## Description of the task
From the line that includes "request: draw the outline of every instance of the white" to the last line of the records that follow, copy every line exactly and nothing more, omitting pictures.

## Given entries

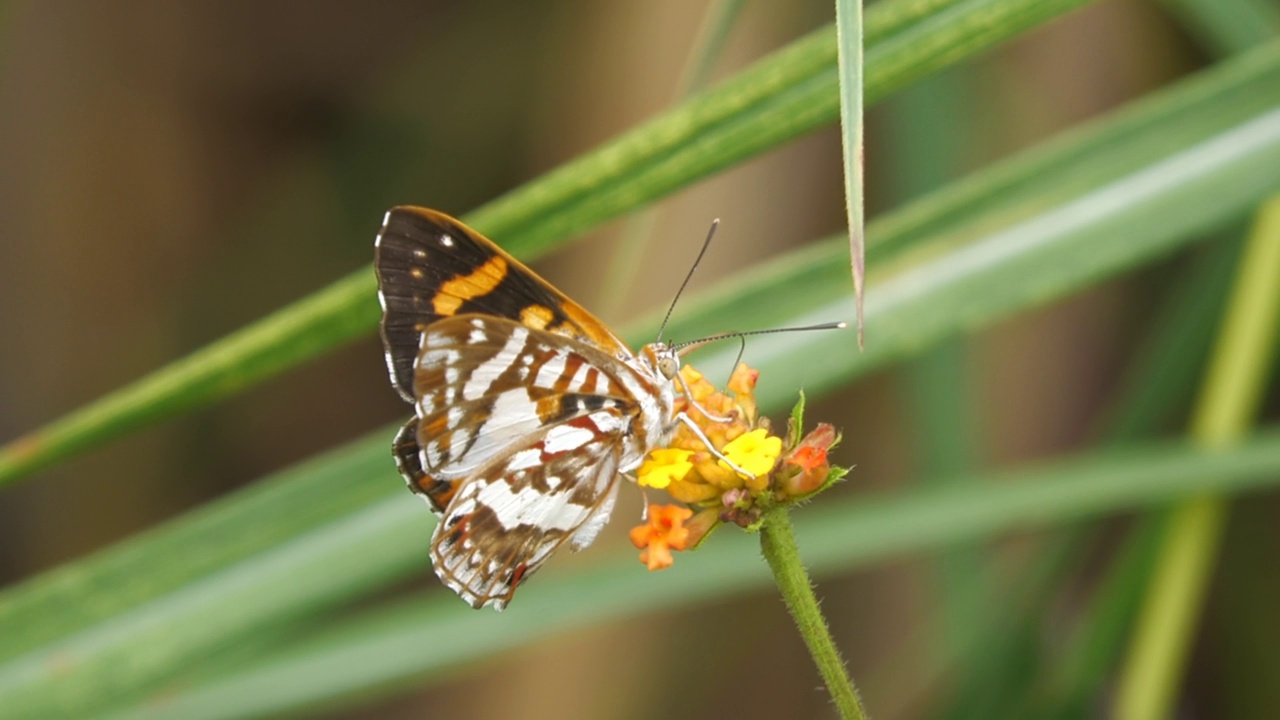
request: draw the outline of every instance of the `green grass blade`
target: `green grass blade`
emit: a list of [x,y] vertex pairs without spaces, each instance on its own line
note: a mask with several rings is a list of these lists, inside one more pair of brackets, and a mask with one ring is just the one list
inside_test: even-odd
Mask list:
[[[883,3],[868,14],[868,42],[883,38],[868,50],[868,99],[1085,1]],[[835,32],[826,28],[465,219],[517,256],[536,258],[566,237],[833,122],[836,85]],[[0,487],[239,392],[372,332],[376,322],[374,275],[365,268],[4,446]]]
[[840,69],[840,146],[845,156],[845,214],[849,264],[854,275],[858,346],[863,346],[863,283],[867,265],[863,182],[863,1],[836,0],[836,45]]
[[[1262,206],[1240,259],[1190,437],[1211,448],[1239,442],[1266,391],[1280,332],[1280,196]],[[1167,717],[1226,530],[1226,500],[1204,495],[1174,507],[1120,676],[1117,717]]]
[[[1275,53],[1268,58],[1275,59]],[[1276,67],[1258,64],[1257,59],[1242,59],[1242,63],[1252,72],[1240,73],[1238,65],[1231,65],[1189,86],[1203,105],[1181,100],[1171,105],[1149,105],[1155,110],[1147,117],[1147,136],[1164,137],[1166,145],[1146,146],[1147,155],[1125,152],[1128,146],[1100,142],[1098,137],[1110,137],[1106,132],[1089,135],[1082,147],[1088,152],[1105,152],[1115,160],[1105,168],[1108,174],[1096,177],[1098,182],[1093,190],[1061,199],[1053,182],[1074,183],[1080,178],[1070,173],[1059,176],[1052,165],[1042,164],[1039,172],[1044,179],[1034,186],[1041,196],[1028,197],[1023,191],[1009,193],[1004,205],[979,202],[984,217],[969,217],[969,222],[954,233],[916,241],[910,256],[892,258],[893,268],[873,273],[874,295],[869,299],[886,301],[868,304],[869,325],[884,323],[913,331],[886,333],[872,346],[883,347],[873,351],[881,354],[878,357],[867,360],[873,355],[868,352],[856,356],[852,366],[846,368],[814,354],[805,343],[796,342],[790,350],[763,346],[764,363],[760,364],[769,369],[762,395],[771,396],[773,407],[794,400],[794,368],[800,359],[806,368],[800,382],[832,387],[868,372],[877,363],[918,352],[938,337],[980,327],[1114,277],[1135,263],[1170,252],[1204,227],[1243,211],[1266,188],[1280,186],[1280,177],[1276,177],[1280,163],[1275,161],[1280,151],[1280,138],[1275,137],[1280,135],[1280,126],[1274,111],[1257,106],[1258,96],[1276,92],[1277,83],[1268,74],[1276,72]],[[1206,90],[1208,81],[1216,91]],[[1024,167],[1020,160],[1015,164]],[[988,177],[1004,178],[1007,170],[997,168]],[[972,193],[974,186],[1001,192],[1000,182],[986,182],[982,177],[961,190]],[[1206,186],[1213,192],[1206,192]],[[938,211],[952,209],[948,202],[936,199],[922,202]],[[931,224],[925,218],[915,227]],[[887,219],[882,227],[911,225]],[[874,243],[876,236],[870,240]],[[893,242],[899,240],[886,236],[886,246]],[[709,301],[692,305],[686,328],[723,328],[742,318],[769,314],[788,314],[795,319],[818,302],[832,302],[847,295],[845,268],[838,241],[801,251],[771,264],[765,272],[735,278]],[[650,334],[648,329],[636,332],[641,337]],[[758,350],[762,346],[753,343],[753,363]],[[777,383],[771,382],[771,377],[794,379]],[[154,687],[177,669],[236,638],[314,614],[396,573],[410,573],[415,568],[421,571],[425,512],[412,502],[408,503],[412,510],[402,515],[383,507],[396,502],[389,496],[403,493],[384,455],[389,437],[388,430],[385,436],[348,448],[351,457],[358,455],[364,461],[352,460],[340,478],[312,480],[308,473],[300,471],[288,482],[266,483],[238,493],[202,510],[195,520],[173,523],[6,591],[0,596],[0,657],[5,660],[0,665],[0,687],[23,693],[31,702],[56,703],[63,698],[81,706],[129,694]],[[344,455],[335,454],[326,464],[337,464]],[[317,464],[311,473],[321,465],[325,464]],[[289,525],[298,507],[307,509],[311,502],[334,509],[349,502],[351,510],[297,523],[285,533],[288,537],[259,538],[264,525],[265,532],[276,532],[275,524]],[[367,521],[370,518],[379,523]],[[346,568],[340,565],[330,565],[333,578],[311,577],[308,573],[324,566],[326,559],[323,553],[312,553],[310,547],[339,553],[340,546],[330,542],[326,534],[333,527],[376,536],[355,537],[352,542],[378,546],[379,565],[352,569],[353,580],[343,577]],[[303,534],[307,541],[298,539]],[[412,537],[420,542],[406,542],[404,538]],[[260,542],[255,544],[244,538]],[[186,568],[187,553],[198,566]],[[252,584],[246,585],[237,574],[246,564],[269,566],[274,573],[253,574]],[[291,564],[310,578],[306,596],[276,587],[291,583]],[[207,605],[191,603],[192,597],[184,593],[192,587],[201,588],[200,600]],[[244,597],[238,593],[279,594],[289,602],[261,606],[216,602],[220,597]],[[151,615],[142,607],[163,612]],[[74,609],[74,612],[65,609]],[[137,628],[129,624],[148,618],[154,625],[146,626],[146,632],[134,632]],[[218,632],[202,632],[202,623]],[[88,643],[92,652],[67,655],[69,650],[86,647],[77,643]],[[52,657],[74,657],[76,662],[68,669],[65,665],[51,667],[40,660]]]
[[1217,55],[1240,53],[1280,36],[1272,0],[1164,0],[1187,31]]
[[[947,487],[822,503],[797,515],[797,534],[806,565],[832,574],[1210,489],[1236,493],[1277,486],[1280,434],[1272,430],[1221,455],[1155,443]],[[163,703],[140,703],[123,716],[257,717],[321,703],[332,708],[415,678],[413,687],[421,688],[449,669],[584,625],[763,591],[769,579],[756,552],[751,538],[724,533],[673,569],[652,575],[620,550],[622,557],[594,570],[531,584],[502,616],[472,612],[447,594],[406,602],[321,632],[301,648],[204,687],[163,691]],[[582,597],[591,602],[582,603]]]

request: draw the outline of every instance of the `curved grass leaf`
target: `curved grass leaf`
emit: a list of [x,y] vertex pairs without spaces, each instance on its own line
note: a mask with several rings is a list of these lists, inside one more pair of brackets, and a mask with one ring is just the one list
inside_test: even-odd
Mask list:
[[[1235,74],[1215,77],[1231,91],[1239,87]],[[762,392],[780,406],[794,398],[795,382],[831,387],[938,337],[1087,287],[1171,251],[1242,211],[1265,186],[1280,186],[1280,117],[1253,108],[1244,95],[1204,99],[1252,111],[1238,109],[1225,128],[1201,127],[1192,142],[1181,124],[1185,106],[1157,115],[1148,132],[1169,129],[1181,138],[1164,155],[1126,156],[1132,167],[1111,168],[1097,188],[1066,201],[1014,196],[1005,205],[987,204],[984,215],[956,232],[920,241],[870,283],[878,300],[868,304],[868,322],[905,329],[884,332],[873,351],[847,364],[815,354],[809,342],[763,354],[753,343],[753,364],[760,355],[759,364],[772,368]],[[1053,177],[1051,170],[1044,168],[1046,177]],[[1208,184],[1212,193],[1204,192]],[[1055,195],[1051,187],[1047,196]],[[736,300],[728,302],[730,290],[722,290],[696,305],[689,323],[726,327],[744,311],[803,315],[827,292],[842,297],[836,288],[847,288],[845,268],[838,242],[801,251],[737,278],[730,288]],[[769,299],[767,307],[762,297]],[[796,365],[805,368],[803,377]],[[790,379],[773,383],[771,377]],[[155,688],[239,639],[421,573],[426,514],[411,498],[392,497],[403,491],[384,455],[388,437],[389,429],[5,592],[0,715],[8,707],[101,707],[108,698]],[[321,507],[308,510],[311,503]],[[308,511],[308,520],[293,519]],[[581,601],[577,610],[590,616]]]
[[[1280,433],[1226,454],[1153,443],[1051,466],[977,477],[947,487],[851,497],[797,514],[805,562],[819,574],[1125,512],[1203,492],[1236,495],[1280,486]],[[477,614],[448,593],[379,609],[326,628],[193,689],[122,717],[259,717],[413,687],[466,662],[589,624],[716,602],[762,591],[769,577],[750,538],[724,533],[671,570],[646,574],[625,550],[599,568],[531,584],[502,616]],[[582,598],[590,598],[584,602]],[[827,606],[838,616],[838,607]]]
[[[1088,0],[892,0],[867,17],[867,94],[882,97]],[[882,42],[877,44],[877,38]],[[838,114],[835,32],[774,53],[660,118],[466,217],[526,260],[556,242]],[[372,225],[370,236],[372,236]],[[0,486],[305,363],[378,322],[369,268],[0,448]]]

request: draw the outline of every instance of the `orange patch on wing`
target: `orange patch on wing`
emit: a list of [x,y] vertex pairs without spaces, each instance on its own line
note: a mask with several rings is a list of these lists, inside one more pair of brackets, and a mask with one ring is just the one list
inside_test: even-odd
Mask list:
[[568,318],[570,323],[581,328],[586,337],[595,345],[599,345],[602,350],[607,352],[617,352],[620,350],[618,341],[613,337],[613,333],[604,327],[604,323],[596,320],[595,316],[584,310],[580,305],[566,302],[564,306],[561,307],[561,311],[564,313],[564,316]]
[[549,423],[561,414],[561,396],[548,395],[538,401],[538,419]]
[[554,313],[550,307],[544,307],[541,305],[530,305],[520,311],[520,323],[526,328],[534,328],[535,331],[545,331],[547,324],[554,318]]
[[453,315],[467,300],[493,292],[507,277],[507,261],[490,258],[470,275],[458,275],[440,284],[440,291],[431,299],[436,315]]

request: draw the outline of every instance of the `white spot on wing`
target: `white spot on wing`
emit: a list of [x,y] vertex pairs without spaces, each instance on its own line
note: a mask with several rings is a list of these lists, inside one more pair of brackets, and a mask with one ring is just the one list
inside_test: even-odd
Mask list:
[[561,377],[564,372],[564,356],[557,355],[552,357],[541,368],[538,369],[538,377],[534,378],[535,387],[552,387],[556,384],[556,378]]
[[498,354],[489,360],[481,363],[480,366],[471,373],[471,378],[467,379],[467,386],[462,388],[462,398],[479,400],[488,395],[493,383],[498,379],[498,375],[506,373],[507,369],[516,363],[516,357],[520,355],[521,348],[525,347],[525,337],[527,336],[529,331],[525,331],[524,328],[513,331],[511,337],[507,338],[507,343],[502,346],[502,350],[499,350]]
[[594,437],[595,433],[586,428],[557,425],[547,432],[547,439],[543,442],[543,447],[547,454],[556,455],[557,452],[577,450],[579,447],[591,442],[591,438]]
[[521,450],[520,452],[512,455],[511,462],[507,464],[507,469],[520,471],[520,470],[527,470],[530,468],[536,468],[541,464],[543,464],[543,452],[536,447],[530,447],[529,450]]

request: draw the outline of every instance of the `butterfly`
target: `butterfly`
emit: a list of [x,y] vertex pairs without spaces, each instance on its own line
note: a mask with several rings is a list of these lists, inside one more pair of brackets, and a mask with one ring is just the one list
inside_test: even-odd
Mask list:
[[392,384],[413,404],[393,455],[440,518],[435,574],[472,607],[502,610],[553,552],[590,544],[620,477],[689,423],[675,410],[677,351],[634,352],[435,210],[390,209],[374,268]]

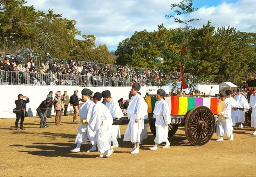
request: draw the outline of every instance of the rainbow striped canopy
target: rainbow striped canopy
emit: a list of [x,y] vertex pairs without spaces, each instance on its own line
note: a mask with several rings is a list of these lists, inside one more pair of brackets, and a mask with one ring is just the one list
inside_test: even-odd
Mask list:
[[[169,105],[171,115],[186,115],[189,111],[199,106],[207,106],[213,114],[217,114],[218,98],[169,96],[165,97],[164,99]],[[147,96],[145,100],[148,104],[148,112],[152,113],[157,101],[156,97]]]

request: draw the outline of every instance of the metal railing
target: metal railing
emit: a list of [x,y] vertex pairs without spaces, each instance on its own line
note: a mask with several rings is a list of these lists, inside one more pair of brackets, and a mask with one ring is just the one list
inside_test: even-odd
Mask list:
[[[7,52],[2,52],[0,51],[0,55],[3,55],[4,57],[5,57],[6,54],[10,54],[11,56],[14,56],[15,57],[16,57],[16,56],[17,55],[16,54],[13,54],[13,53],[7,53]],[[20,54],[20,59],[21,59],[21,62],[23,63],[26,64],[29,62],[28,60],[27,59],[28,57],[27,57],[27,55]],[[33,56],[32,59],[33,59],[33,62],[34,62],[34,63],[35,64],[35,66],[36,67],[40,66],[42,65],[42,63],[44,63],[46,61],[45,57],[43,57]],[[51,62],[52,63],[53,63],[55,61],[56,61],[58,63],[59,62],[60,62],[61,60],[63,60],[63,62],[65,63],[65,64],[66,64],[67,63],[69,63],[70,62],[70,61],[75,61],[75,62],[76,63],[77,63],[78,65],[80,65],[80,66],[82,66],[84,64],[85,64],[86,63],[88,63],[88,65],[90,65],[91,67],[92,67],[93,66],[94,64],[94,63],[90,62],[87,62],[85,61],[73,60],[71,60],[62,59],[56,58],[52,58]],[[85,59],[84,60],[85,60]],[[105,66],[108,65],[109,67],[110,67],[110,66],[111,66],[112,69],[113,71],[115,71],[115,70],[117,71],[118,67],[120,66],[120,65],[113,65],[113,64],[111,64],[101,63],[97,63],[97,67],[98,67],[98,69],[100,69],[101,68],[103,69]],[[144,71],[145,70],[145,69],[143,68],[129,67],[129,66],[123,66],[124,67],[125,69],[127,69],[128,68],[129,68],[131,70],[137,69],[139,71]],[[136,69],[136,68],[137,69]]]
[[[115,77],[89,76],[59,74],[41,74],[18,71],[0,72],[0,85],[59,85],[90,86],[131,86],[134,83],[143,86],[157,86],[153,80]],[[161,82],[167,82],[163,81]]]

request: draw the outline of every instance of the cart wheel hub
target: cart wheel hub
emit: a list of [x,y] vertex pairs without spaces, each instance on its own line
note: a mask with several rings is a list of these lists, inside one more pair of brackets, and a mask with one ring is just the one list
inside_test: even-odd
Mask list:
[[198,128],[201,130],[205,130],[207,128],[207,123],[204,121],[200,121],[198,123]]

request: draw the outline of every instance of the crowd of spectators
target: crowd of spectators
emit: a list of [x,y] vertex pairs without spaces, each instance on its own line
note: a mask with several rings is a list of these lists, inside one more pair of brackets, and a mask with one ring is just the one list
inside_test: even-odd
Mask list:
[[39,67],[34,63],[31,52],[28,54],[25,63],[22,63],[19,54],[15,57],[7,54],[1,56],[0,60],[0,71],[13,71],[5,74],[5,81],[15,84],[130,86],[131,82],[150,85],[151,82],[147,80],[181,81],[177,72],[163,74],[157,69],[139,70],[122,66],[113,69],[109,64],[99,68],[97,63],[91,66],[85,63],[80,66],[76,61],[67,63],[63,60],[54,61],[49,53]]

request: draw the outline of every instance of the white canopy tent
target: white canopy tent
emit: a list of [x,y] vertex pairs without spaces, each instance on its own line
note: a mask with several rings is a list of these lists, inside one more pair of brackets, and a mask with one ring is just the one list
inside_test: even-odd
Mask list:
[[234,88],[237,88],[237,86],[231,82],[223,82],[219,84],[220,90],[233,90]]

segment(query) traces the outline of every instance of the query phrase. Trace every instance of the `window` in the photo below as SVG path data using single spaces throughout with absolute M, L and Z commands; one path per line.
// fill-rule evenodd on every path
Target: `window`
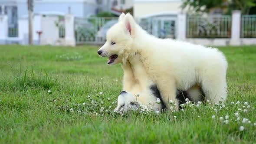
M 125 0 L 121 0 L 121 4 L 125 4 Z

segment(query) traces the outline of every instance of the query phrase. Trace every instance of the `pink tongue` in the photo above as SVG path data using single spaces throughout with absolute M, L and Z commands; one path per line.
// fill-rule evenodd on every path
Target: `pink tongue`
M 111 61 L 111 56 L 109 56 L 109 59 L 108 59 L 108 63 L 110 62 L 110 61 Z

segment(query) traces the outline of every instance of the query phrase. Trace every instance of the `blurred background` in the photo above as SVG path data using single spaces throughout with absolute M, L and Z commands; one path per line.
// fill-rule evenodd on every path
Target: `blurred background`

## Solution to this problem
request: draw the outline of every instance of the white canopy tent
target: white canopy tent
emit: a list of [x,y] vertex pairs without spaces, each instance on its own line
note: a mask with several rings is a list of these lists, inside one more pair of brackets, and a mask with one ring is just the one list
inside_test: even-odd
Mask list:
[[234,88],[237,88],[237,86],[231,82],[223,82],[219,84],[220,90],[233,90]]

segment(query) traces the outline of every instance of the query phrase. Trace every instance of the `window` in the photo below as SVG path data using single spaces throughout with absolute M, L and Z commands; one path per line.
// fill-rule evenodd on every path
Target: `window`
M 125 0 L 121 0 L 121 4 L 125 4 Z

segment(query) traces the outline of every instance of the query phrase. Trace every instance of the `pink tongue` in the photo above as SVG path data using single spaces throughout with absolute M, L and Z commands; one path per line.
// fill-rule evenodd on every path
Target: `pink tongue`
M 111 61 L 111 56 L 109 56 L 109 59 L 108 59 L 108 63 L 110 62 L 110 61 Z

segment(query) traces the outline of every instance of the query phrase. Trace every instance of the `blurred background` in the photo above as SVG path data using single spaces throughout with absolute M, L and Z commands; one path per line.
// fill-rule evenodd on every path
Target: `blurred background`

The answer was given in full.